__Work to complete__
Please pick out every line in the rows below that contains the word "pier" and copy each one.

__Entries__
::::

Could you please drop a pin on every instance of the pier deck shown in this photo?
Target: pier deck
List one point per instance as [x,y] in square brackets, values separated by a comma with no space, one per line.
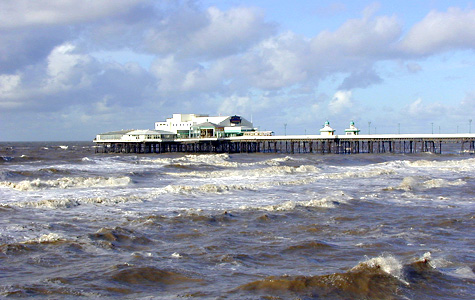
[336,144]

::::

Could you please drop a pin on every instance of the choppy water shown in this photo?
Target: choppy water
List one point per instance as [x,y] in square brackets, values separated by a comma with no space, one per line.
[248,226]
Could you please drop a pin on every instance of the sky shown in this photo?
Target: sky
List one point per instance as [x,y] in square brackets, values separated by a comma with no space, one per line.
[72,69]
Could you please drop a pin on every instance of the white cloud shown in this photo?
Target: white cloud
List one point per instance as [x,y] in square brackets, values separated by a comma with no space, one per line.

::::

__Result for this exercise__
Could you please drop a pin on every instance of the pier deck shown in this photo?
Target: pier deck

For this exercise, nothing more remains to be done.